EXERCISE TASK → Reproduce every one of the records below word for word, but leave out the pictures.

Picture shape labeling records
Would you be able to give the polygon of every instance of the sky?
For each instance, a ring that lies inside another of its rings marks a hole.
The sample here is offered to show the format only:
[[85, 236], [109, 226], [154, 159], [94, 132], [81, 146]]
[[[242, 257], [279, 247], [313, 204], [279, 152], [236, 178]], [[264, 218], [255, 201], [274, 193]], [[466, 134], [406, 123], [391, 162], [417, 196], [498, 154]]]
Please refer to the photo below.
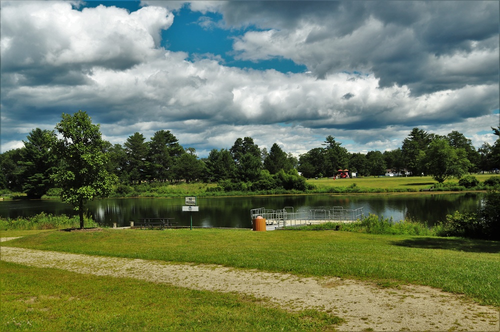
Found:
[[476, 148], [499, 126], [500, 2], [0, 2], [2, 152], [86, 111], [123, 144], [170, 130], [200, 157], [252, 137], [296, 156], [417, 127]]

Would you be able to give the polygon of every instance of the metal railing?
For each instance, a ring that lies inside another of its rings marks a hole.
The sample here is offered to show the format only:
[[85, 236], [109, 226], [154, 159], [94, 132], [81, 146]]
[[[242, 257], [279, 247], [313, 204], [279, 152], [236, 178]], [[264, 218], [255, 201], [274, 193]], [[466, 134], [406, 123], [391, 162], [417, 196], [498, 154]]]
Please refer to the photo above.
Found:
[[328, 222], [354, 222], [358, 220], [362, 220], [364, 218], [364, 208], [351, 210], [342, 206], [334, 206], [328, 210], [310, 210], [294, 212], [292, 206], [286, 206], [279, 210], [259, 208], [250, 210], [250, 214], [252, 220], [260, 216], [266, 219], [266, 224], [274, 224], [276, 223], [278, 226], [280, 224], [286, 226]]

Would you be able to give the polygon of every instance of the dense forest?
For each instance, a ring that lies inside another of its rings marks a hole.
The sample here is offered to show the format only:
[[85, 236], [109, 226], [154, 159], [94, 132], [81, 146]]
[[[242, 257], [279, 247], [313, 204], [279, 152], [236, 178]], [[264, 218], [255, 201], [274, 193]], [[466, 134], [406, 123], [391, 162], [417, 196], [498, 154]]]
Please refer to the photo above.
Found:
[[[500, 136], [500, 127], [492, 129]], [[100, 132], [98, 138], [101, 140]], [[36, 128], [24, 141], [24, 147], [0, 154], [0, 190], [23, 192], [37, 198], [56, 186], [54, 174], [68, 166], [56, 153], [58, 141], [56, 130]], [[500, 138], [492, 146], [484, 142], [476, 150], [458, 132], [442, 136], [418, 128], [396, 150], [351, 153], [328, 136], [322, 146], [298, 158], [276, 143], [268, 151], [245, 137], [238, 138], [228, 150], [214, 149], [200, 158], [194, 148], [184, 148], [168, 130], [156, 132], [149, 140], [135, 132], [122, 145], [102, 142], [102, 162], [118, 179], [118, 192], [144, 182], [194, 181], [217, 183], [215, 190], [304, 191], [310, 188], [306, 178], [331, 177], [345, 169], [358, 176], [380, 176], [388, 170], [396, 174], [428, 174], [442, 182], [468, 173], [498, 172], [500, 165]]]

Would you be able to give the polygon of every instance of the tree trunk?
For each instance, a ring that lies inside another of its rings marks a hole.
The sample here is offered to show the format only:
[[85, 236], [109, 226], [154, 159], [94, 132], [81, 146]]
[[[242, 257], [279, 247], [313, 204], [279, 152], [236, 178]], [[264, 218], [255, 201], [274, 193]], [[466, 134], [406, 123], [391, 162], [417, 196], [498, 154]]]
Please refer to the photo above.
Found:
[[80, 206], [78, 209], [78, 214], [80, 216], [80, 229], [84, 229], [84, 202], [80, 201]]

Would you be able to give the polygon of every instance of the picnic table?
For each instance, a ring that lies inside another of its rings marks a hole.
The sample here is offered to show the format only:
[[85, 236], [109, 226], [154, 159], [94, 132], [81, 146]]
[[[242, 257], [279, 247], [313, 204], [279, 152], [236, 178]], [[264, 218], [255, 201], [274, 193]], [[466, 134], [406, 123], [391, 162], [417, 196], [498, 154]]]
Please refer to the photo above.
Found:
[[175, 218], [138, 218], [139, 222], [137, 223], [137, 225], [140, 226], [141, 230], [143, 226], [144, 230], [148, 228], [152, 230], [154, 227], [164, 230], [166, 228], [172, 228], [173, 224], [177, 224], [170, 221], [174, 219]]

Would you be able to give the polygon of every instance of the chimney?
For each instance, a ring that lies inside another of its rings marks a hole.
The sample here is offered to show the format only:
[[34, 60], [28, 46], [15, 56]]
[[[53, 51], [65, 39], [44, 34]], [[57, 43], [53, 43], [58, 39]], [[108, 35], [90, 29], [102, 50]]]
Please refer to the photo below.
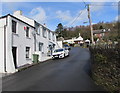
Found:
[[46, 27], [46, 24], [45, 24], [45, 23], [44, 23], [43, 25]]
[[22, 15], [22, 11], [21, 10], [15, 11], [13, 15]]

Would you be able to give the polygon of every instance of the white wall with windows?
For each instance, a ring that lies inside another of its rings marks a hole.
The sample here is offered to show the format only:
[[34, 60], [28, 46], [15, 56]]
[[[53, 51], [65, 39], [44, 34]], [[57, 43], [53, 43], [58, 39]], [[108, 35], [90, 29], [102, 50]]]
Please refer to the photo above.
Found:
[[32, 32], [34, 28], [11, 18], [17, 23], [16, 33], [12, 32], [12, 46], [17, 47], [17, 66], [32, 63], [32, 54], [34, 53], [34, 37]]
[[54, 32], [32, 19], [19, 15], [19, 12], [15, 15], [0, 18], [0, 72], [6, 70], [8, 73], [14, 73], [18, 67], [33, 63], [32, 54], [38, 52], [41, 53], [40, 56], [43, 55], [42, 58], [47, 57], [51, 46], [56, 45]]

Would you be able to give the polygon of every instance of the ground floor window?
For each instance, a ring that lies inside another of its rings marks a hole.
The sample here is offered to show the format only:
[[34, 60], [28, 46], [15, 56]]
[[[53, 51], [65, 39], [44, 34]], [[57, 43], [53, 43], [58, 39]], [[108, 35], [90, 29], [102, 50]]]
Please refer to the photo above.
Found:
[[30, 47], [26, 47], [26, 58], [30, 58]]

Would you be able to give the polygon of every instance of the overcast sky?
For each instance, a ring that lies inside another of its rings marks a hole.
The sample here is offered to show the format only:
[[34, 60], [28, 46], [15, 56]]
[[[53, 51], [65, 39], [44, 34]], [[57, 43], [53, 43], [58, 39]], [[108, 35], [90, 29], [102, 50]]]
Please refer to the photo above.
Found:
[[[86, 2], [88, 4], [88, 2]], [[118, 3], [90, 2], [92, 23], [111, 22], [118, 18]], [[1, 5], [0, 5], [1, 6]], [[64, 26], [78, 26], [88, 22], [87, 9], [83, 2], [2, 2], [2, 16], [22, 10], [23, 15], [35, 19], [55, 30], [58, 23]], [[75, 20], [75, 21], [74, 21]]]

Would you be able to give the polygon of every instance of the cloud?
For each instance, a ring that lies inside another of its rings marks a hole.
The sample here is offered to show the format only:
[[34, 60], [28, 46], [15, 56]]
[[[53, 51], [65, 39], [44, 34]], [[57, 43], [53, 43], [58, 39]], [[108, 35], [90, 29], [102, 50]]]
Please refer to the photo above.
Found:
[[30, 16], [40, 23], [45, 23], [47, 19], [46, 12], [42, 7], [32, 9]]
[[56, 15], [57, 15], [57, 18], [61, 19], [63, 22], [69, 22], [70, 20], [73, 19], [69, 10], [67, 11], [58, 10], [56, 12]]
[[115, 21], [119, 21], [120, 22], [120, 15], [115, 17]]
[[[85, 2], [111, 2], [111, 0], [84, 0]], [[2, 2], [83, 2], [82, 0], [2, 0]], [[119, 2], [119, 0], [112, 0]]]

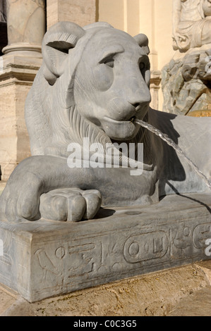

EXERCISE SOLUTION →
Would you be able to give the polygon of every instance of the sky?
For each instance, a ring that lies inside another of its rings marks a hole.
The sample here is offered to show the format only:
[[85, 236], [109, 226], [154, 159], [94, 132], [81, 146]]
[[[242, 257], [279, 247], [313, 204], [279, 152], [236, 178]], [[264, 218], [255, 201], [274, 193]], [[466, 134], [406, 123], [391, 162], [417, 196], [498, 154]]]
Please refer to the photo below.
Found:
[[476, 148], [499, 126], [500, 2], [0, 2], [2, 152], [86, 111], [123, 144], [170, 130], [200, 157], [252, 137], [296, 156], [417, 127]]

Would you be able to give the polygon of every instance of the metal railing?
For each instance, a ring that lies inside another of its rings marks a hole.
The sample here is offered to show the format only:
[[85, 236], [109, 226], [154, 159], [94, 132], [81, 146]]
[[[242, 257], [279, 247], [313, 204], [279, 152], [236, 178]], [[264, 218], [255, 201], [274, 193]], [[466, 134], [406, 123], [391, 162], [417, 196], [498, 154]]]
Please refer to the photo above.
Found:
[[328, 222], [354, 222], [358, 220], [362, 220], [364, 218], [364, 208], [351, 210], [342, 206], [334, 206], [328, 210], [310, 210], [294, 212], [292, 206], [286, 206], [279, 210], [259, 208], [250, 210], [250, 214], [252, 220], [260, 216], [266, 219], [266, 224], [274, 224], [276, 223], [278, 226], [280, 224], [286, 226]]

Would you be able to give the polygon of every instance of the dense forest?
For each instance, a ring that lies inside another of its rings marks a hole.
The sample here is offered to show the format only:
[[85, 236], [109, 226], [154, 159], [94, 132], [81, 146]]
[[[242, 257], [279, 247], [313, 204], [279, 152], [236, 178]], [[264, 218], [255, 201], [274, 193]], [[466, 134], [406, 123], [391, 162], [417, 196], [498, 154]]]
Please refer to the photo above.
Found:
[[[500, 136], [500, 127], [492, 129]], [[100, 132], [98, 138], [101, 140]], [[36, 128], [24, 141], [24, 147], [0, 154], [0, 190], [23, 192], [37, 198], [56, 186], [54, 174], [68, 166], [56, 153], [58, 141], [56, 130]], [[500, 138], [492, 146], [484, 142], [476, 150], [458, 132], [442, 136], [418, 128], [396, 150], [351, 153], [328, 136], [322, 146], [298, 158], [276, 143], [268, 151], [245, 137], [238, 138], [228, 150], [214, 149], [200, 158], [194, 148], [184, 148], [168, 130], [156, 132], [149, 140], [135, 132], [122, 145], [102, 142], [102, 162], [118, 179], [118, 192], [144, 182], [194, 181], [217, 183], [215, 190], [304, 191], [310, 188], [306, 178], [331, 177], [345, 169], [358, 176], [380, 176], [388, 170], [396, 174], [428, 174], [442, 182], [468, 173], [498, 172], [500, 165]]]

Would you be able to give the polygon of every instance of the tree trunk?
For each instance, a ring that lies inside another of its rings marks a hole.
The sample here is offered to show the format only:
[[85, 236], [109, 226], [154, 159], [94, 132], [81, 146]]
[[[242, 257], [279, 247], [313, 204], [279, 152], [236, 178]], [[264, 218], [255, 201], [274, 193]], [[466, 134], [406, 123], [391, 162], [417, 196], [498, 154]]]
Please refer to the photo above.
Found:
[[80, 206], [78, 209], [78, 214], [80, 216], [80, 229], [84, 229], [84, 202], [80, 201]]

Would you be able to give the polygon of every instance of the picnic table?
For each instance, a ring that lies inside another of its rings marks a hole.
The sample here is offered to show the format only:
[[85, 236], [109, 226], [154, 159], [94, 132], [81, 146]]
[[[242, 257], [279, 247], [313, 204], [279, 152], [236, 178]], [[264, 218], [255, 201], [274, 193]], [[466, 134], [406, 123], [391, 162], [417, 196], [498, 154]]]
Please refer to the photo above.
Found:
[[175, 218], [138, 218], [139, 222], [137, 223], [137, 225], [140, 226], [141, 230], [143, 226], [144, 230], [148, 228], [152, 230], [154, 227], [164, 230], [166, 228], [172, 228], [173, 224], [177, 224], [170, 221], [174, 219]]

Would you be able to give the polygon of every instance of the chimney?
For each instance, a ring that lies inside another of its rings marks a hole.
The sample here is offered to show the format only:
[[34, 60], [28, 46], [15, 56]]
[[[53, 51], [65, 39], [44, 34]], [[57, 43], [53, 43], [58, 39]], [[108, 35], [90, 29], [102, 50]]]
Please refer to the photo below.
Found:
[[46, 27], [46, 24], [45, 24], [45, 23], [44, 23], [43, 25]]
[[22, 15], [22, 11], [21, 10], [15, 11], [13, 15]]

Would you be able to give the polygon of every instance of the white wall with windows?
For each instance, a ring that lies inside another of its rings marks a hole.
The sample here is offered to show the format only:
[[34, 60], [28, 46], [15, 56]]
[[[53, 51], [65, 39], [44, 34]], [[57, 43], [53, 43], [58, 39]], [[108, 35], [90, 29], [102, 50]]]
Please refer to the photo above.
Found:
[[32, 32], [34, 28], [11, 18], [17, 23], [16, 33], [12, 32], [12, 46], [17, 47], [17, 66], [32, 63], [32, 54], [34, 53], [34, 37]]
[[54, 32], [32, 19], [19, 15], [19, 12], [15, 15], [0, 18], [0, 72], [6, 70], [8, 73], [14, 73], [18, 67], [33, 63], [32, 54], [38, 52], [41, 53], [40, 56], [43, 55], [42, 58], [47, 57], [51, 46], [56, 45]]

Would you be able to give the polygon of every instance of the ground floor window?
For each instance, a ring that lies inside another of its rings marks a hole.
The sample here is offered to show the format only:
[[34, 60], [28, 46], [15, 56]]
[[[53, 51], [65, 39], [44, 34]], [[57, 43], [53, 43], [58, 39]], [[108, 35], [90, 29], [102, 50]]]
Please refer to the photo above.
Found:
[[30, 47], [26, 47], [26, 58], [30, 58]]

Would you be able to give the polygon of every instance of the overcast sky?
For each instance, a ring that lies inside another of its rings marks a hole.
The sample here is offered to show the format only:
[[34, 60], [28, 46], [15, 56]]
[[[53, 51], [65, 39], [44, 34]], [[57, 43], [53, 43], [58, 39]], [[108, 35], [90, 29], [102, 50]]]
Please refer to the photo above.
Found:
[[[86, 2], [88, 4], [88, 2]], [[118, 3], [90, 2], [92, 23], [111, 22], [118, 18]], [[1, 5], [0, 5], [1, 6]], [[64, 26], [78, 26], [88, 22], [87, 9], [83, 2], [2, 2], [2, 16], [22, 10], [23, 15], [35, 19], [55, 30], [58, 23]], [[75, 20], [75, 21], [74, 21]]]

Would you be able to give the polygon of every instance of the cloud?
For each instance, a ring that lies inside another of its rings marks a hole.
The sample here is offered to show the format only:
[[34, 60], [28, 46], [15, 56]]
[[[53, 51], [65, 39], [44, 34]], [[57, 43], [53, 43], [58, 39]], [[108, 35], [90, 29], [102, 50]]]
Please refer to the photo above.
Found:
[[30, 16], [40, 23], [45, 23], [47, 19], [46, 12], [42, 7], [32, 9]]
[[56, 15], [57, 15], [57, 18], [61, 19], [63, 22], [69, 22], [70, 20], [73, 19], [69, 10], [67, 11], [58, 10], [56, 12]]
[[115, 21], [119, 21], [120, 22], [120, 15], [115, 17]]
[[[85, 2], [111, 2], [111, 0], [84, 0]], [[2, 2], [83, 2], [82, 0], [2, 0]], [[119, 2], [119, 0], [112, 0]]]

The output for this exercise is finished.